** start of TEXT PROVIDED **
This example uses some well-known data from Haller and Butterworth (1960). The section A Combined Measurement-Structural Model in Chapter 17: Introduction to Structural Equation Modeling with Latent Variables, analyzes some models for these data. Inspired by the examples given in Loehlin (1987), this example shows additional applications to the same data set, but with a focus on testing nested models. By manipulating the OUTMODEL= data set, this example shows how you can specify new models in an efficient way. Various models and analyses of these data are also given by Duncan, Haller, and Portes (1968), Jöreskog and Sörbom (1988), and Loehlin (1987).
The study is concerned with the career aspirations of high school students and how these aspirations are affected by close friends. The data are collected from 442 seventeen-year-old boys in Michigan. There are 329 boys in the sample who named another boy in the sample as a best friend. The data from these 329 boys paired with the data from their best friends are analyzed.
Because of the dependency of the data, the effective sample size assumed in the example is 329, which you can specify in the NOBS= option in the PROC CALIS statements. See the section A Combined Measurement-Structural Model in Chapter 17: Introduction to Structural Equation Modeling with Latent Variables, for the justification of the use of this effective sample size.
The correlation matrix, taken from Jöreskog and Sörbom (1988), is shown in the following DATA step:
title 'Peer Influences on Aspiration: Haller & Butterworth (1960)'; data aspire(type=corr); _type_='corr'; input _name_ $ riq rpa rses roa rea fiq fpa fses foa fea; label riq='Respondent: Intelligence' rpa='Respondent: Parental Aspiration' rses='Respondent: Family SES' roa='Respondent: Occupational Aspiration' rea='Respondent: Educational Aspiration' fiq='Friend: Intelligence' fpa='Friend: Parental Aspiration' fses='Friend: Family SES' foa='Friend: Occupational Aspiration' fea='Friend: Educational Aspiration'; datalines; riq 1. . . . . . . . . . rpa .1839 1. . . . . . . . . rses .2220 .0489 1. . . . . . . . roa .4105 .2137 .3240 1. . . . . . . rea .4043 .2742 .4047 .6247 1. . . . . . fiq .3355 .0782 .2302 .2995 .2863 1. . . . . fpa .1021 .1147 .0931 .0760 .0702 .2087 1. . . . fses .1861 .0186 .2707 .2930 .2407 .2950 -.0438 1. . . foa .2598 .0839 .2786 .4216 .3275 .5007 .1988 .3607 1. . fea .2903 .1124 .3054 .3269 .3669 .5191 .2784 .4105 .6404 1. ;
For illustration purposes, this correlation matrix is treated here as if it were a covariance matrix for PROC CALIS to analyze. The reason is that the chi-square tests shown in this example are valid only with covariance structure analysis. See Example 29.27 for an illustration of covariance structure analysis on correlations.
** end of TEXT PROVIDED **
** start of STORED RECORDS **
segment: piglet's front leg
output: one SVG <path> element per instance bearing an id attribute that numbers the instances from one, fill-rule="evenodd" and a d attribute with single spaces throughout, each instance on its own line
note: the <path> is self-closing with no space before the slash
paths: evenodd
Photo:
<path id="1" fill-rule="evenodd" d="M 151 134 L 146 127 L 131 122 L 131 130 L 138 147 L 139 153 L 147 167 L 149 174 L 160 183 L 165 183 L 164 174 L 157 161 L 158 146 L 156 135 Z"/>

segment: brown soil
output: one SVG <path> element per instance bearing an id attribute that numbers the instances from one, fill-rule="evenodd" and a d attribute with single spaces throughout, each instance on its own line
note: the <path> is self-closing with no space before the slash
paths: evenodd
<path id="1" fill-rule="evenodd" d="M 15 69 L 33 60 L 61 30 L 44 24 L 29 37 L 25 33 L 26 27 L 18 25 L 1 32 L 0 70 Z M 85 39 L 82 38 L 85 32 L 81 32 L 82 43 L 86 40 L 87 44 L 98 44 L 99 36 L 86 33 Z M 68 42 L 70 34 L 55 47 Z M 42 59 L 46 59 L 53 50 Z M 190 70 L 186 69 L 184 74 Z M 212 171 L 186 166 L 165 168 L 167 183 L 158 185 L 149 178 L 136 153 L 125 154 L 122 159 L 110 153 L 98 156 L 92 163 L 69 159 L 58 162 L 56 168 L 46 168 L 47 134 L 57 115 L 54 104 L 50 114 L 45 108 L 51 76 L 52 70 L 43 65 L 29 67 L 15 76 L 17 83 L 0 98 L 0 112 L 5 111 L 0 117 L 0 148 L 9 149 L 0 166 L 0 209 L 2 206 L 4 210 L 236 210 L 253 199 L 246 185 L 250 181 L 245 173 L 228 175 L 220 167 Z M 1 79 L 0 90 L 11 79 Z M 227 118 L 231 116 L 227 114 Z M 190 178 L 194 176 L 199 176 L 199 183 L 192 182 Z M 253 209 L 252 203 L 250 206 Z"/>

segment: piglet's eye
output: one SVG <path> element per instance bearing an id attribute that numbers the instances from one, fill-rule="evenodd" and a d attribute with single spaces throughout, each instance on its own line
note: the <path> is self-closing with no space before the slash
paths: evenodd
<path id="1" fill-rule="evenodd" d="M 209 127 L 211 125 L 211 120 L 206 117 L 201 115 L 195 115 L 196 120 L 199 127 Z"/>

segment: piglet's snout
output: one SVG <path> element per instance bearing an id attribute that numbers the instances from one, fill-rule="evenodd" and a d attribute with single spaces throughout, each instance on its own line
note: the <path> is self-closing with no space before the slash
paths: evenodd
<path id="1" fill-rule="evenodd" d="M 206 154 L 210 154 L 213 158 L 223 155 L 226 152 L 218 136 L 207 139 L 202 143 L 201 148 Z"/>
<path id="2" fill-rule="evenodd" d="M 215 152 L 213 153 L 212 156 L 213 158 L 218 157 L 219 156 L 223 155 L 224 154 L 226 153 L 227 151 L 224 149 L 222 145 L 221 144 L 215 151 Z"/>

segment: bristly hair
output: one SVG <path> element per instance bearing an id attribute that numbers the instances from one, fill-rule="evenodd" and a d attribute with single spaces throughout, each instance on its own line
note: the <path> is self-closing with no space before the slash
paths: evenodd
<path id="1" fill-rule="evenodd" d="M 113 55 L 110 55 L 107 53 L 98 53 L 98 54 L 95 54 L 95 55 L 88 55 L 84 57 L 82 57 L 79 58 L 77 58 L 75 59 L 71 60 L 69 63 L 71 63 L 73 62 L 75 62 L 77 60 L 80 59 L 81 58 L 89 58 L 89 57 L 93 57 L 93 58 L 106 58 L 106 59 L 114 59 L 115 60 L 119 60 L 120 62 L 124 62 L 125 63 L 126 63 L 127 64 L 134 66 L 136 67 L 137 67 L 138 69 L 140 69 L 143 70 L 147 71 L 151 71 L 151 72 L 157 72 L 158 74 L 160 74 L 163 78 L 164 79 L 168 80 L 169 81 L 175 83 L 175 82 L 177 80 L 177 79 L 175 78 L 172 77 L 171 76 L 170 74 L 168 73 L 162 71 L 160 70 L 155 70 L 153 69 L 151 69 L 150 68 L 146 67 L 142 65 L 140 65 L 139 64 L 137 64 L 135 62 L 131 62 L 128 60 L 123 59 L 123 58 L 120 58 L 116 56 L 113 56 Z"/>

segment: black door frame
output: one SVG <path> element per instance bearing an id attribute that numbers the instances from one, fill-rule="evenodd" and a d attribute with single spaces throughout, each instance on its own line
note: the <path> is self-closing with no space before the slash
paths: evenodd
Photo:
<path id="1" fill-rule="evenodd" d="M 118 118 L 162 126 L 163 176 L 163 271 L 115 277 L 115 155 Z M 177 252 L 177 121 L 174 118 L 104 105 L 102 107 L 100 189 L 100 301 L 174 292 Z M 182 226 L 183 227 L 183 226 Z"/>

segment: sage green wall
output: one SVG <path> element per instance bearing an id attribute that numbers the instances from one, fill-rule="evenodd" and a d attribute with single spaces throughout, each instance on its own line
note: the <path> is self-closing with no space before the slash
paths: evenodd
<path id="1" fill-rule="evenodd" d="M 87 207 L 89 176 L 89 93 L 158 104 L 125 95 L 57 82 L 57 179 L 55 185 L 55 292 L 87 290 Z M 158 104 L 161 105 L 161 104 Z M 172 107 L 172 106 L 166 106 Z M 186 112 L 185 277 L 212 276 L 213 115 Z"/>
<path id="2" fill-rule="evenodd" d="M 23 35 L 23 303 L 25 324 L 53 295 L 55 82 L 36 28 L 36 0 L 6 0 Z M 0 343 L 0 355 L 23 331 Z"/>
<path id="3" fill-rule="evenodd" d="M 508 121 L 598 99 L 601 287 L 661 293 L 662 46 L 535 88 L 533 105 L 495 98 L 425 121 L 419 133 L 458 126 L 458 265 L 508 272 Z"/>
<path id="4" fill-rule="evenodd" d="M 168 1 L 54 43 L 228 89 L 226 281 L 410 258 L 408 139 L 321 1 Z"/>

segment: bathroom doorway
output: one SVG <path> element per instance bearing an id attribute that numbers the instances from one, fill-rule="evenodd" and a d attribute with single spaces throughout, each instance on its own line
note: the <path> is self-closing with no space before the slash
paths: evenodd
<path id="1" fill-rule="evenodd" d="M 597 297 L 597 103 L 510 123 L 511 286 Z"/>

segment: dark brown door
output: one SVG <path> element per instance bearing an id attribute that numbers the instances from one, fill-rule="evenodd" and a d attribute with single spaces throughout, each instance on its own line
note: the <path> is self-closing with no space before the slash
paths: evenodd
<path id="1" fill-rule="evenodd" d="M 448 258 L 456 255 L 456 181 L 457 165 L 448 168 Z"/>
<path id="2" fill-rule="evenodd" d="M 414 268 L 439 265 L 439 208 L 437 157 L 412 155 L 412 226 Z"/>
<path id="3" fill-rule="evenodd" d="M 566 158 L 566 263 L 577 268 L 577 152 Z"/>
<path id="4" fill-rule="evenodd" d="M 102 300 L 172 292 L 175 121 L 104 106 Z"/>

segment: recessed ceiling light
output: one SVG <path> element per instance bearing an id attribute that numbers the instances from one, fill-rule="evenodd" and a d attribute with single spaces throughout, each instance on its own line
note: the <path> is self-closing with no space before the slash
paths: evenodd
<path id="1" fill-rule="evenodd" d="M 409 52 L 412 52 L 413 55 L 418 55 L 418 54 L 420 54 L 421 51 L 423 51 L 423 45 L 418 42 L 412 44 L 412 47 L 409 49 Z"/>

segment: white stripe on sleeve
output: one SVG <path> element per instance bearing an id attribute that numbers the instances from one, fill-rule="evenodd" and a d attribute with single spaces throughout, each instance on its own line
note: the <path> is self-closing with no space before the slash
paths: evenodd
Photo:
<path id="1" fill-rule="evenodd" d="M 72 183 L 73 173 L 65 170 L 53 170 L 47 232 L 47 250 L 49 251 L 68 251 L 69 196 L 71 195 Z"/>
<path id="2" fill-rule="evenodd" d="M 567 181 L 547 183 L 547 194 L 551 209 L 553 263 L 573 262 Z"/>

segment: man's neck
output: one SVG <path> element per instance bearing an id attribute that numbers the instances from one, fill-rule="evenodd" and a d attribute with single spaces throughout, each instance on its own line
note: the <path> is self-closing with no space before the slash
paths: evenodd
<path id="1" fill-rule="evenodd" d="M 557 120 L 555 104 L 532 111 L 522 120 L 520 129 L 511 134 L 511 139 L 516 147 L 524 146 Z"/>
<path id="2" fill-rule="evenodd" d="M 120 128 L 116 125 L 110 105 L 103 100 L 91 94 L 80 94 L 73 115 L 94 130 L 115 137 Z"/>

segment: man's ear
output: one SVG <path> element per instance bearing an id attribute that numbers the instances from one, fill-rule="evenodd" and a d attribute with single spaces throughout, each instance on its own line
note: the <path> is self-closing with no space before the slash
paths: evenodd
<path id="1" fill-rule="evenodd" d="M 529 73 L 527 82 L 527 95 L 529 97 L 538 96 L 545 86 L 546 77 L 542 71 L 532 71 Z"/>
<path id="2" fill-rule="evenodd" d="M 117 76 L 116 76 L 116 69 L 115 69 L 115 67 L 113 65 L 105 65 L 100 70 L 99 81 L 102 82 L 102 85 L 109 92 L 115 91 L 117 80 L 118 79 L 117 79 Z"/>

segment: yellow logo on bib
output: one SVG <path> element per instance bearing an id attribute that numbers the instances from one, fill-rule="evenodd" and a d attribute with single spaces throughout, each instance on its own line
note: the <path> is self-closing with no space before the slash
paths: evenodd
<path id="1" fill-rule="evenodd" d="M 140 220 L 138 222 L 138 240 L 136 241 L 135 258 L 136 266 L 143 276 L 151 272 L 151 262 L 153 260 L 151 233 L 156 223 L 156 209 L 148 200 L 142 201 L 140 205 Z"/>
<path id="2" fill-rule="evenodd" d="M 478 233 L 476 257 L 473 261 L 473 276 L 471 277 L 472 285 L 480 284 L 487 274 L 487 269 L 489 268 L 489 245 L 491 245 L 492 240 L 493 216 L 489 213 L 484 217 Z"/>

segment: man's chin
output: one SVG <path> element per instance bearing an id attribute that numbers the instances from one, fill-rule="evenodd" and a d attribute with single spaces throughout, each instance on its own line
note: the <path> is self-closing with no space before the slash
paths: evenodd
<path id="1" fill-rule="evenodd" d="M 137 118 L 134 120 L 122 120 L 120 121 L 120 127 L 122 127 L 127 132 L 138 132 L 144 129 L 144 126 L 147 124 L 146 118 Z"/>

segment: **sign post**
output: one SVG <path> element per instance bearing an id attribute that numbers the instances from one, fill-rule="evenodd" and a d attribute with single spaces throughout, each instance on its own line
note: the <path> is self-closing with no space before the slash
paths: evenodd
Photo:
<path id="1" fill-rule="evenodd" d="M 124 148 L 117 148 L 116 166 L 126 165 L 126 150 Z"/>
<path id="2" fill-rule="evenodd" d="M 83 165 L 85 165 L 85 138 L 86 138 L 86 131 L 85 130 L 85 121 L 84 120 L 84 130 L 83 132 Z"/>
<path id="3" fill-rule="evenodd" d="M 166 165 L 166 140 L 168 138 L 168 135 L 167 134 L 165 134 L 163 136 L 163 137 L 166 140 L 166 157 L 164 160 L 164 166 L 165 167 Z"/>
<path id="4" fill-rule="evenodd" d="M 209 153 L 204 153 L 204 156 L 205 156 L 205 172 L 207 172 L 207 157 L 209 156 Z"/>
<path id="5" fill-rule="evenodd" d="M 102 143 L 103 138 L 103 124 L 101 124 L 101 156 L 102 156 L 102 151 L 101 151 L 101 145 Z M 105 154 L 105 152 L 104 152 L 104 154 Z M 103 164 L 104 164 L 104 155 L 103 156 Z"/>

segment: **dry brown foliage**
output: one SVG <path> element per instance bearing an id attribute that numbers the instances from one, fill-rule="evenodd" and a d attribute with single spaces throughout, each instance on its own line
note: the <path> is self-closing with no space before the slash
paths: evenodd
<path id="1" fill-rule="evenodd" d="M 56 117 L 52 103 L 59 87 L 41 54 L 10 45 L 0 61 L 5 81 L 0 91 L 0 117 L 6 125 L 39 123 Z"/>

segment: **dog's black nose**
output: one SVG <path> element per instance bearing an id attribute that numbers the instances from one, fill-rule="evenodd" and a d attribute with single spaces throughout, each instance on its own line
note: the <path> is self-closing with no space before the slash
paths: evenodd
** end of STORED RECORDS **
TASKS TO COMPLETE:
1) Which published works does the PROC CALIS text cite by author and year?
2) If you tally with case counting, how many lines of the listing contain the string "piglet"? Give only the number.
The PROC CALIS text and the listing have no connection to each other.

EXERCISE SOLUTIONS:
1)
Haller and Butterworth (1960)
Loehlin (1987)
Duncan, Haller, and Portes (1968)
Jöreskog and Sörbom (1988)

2) 3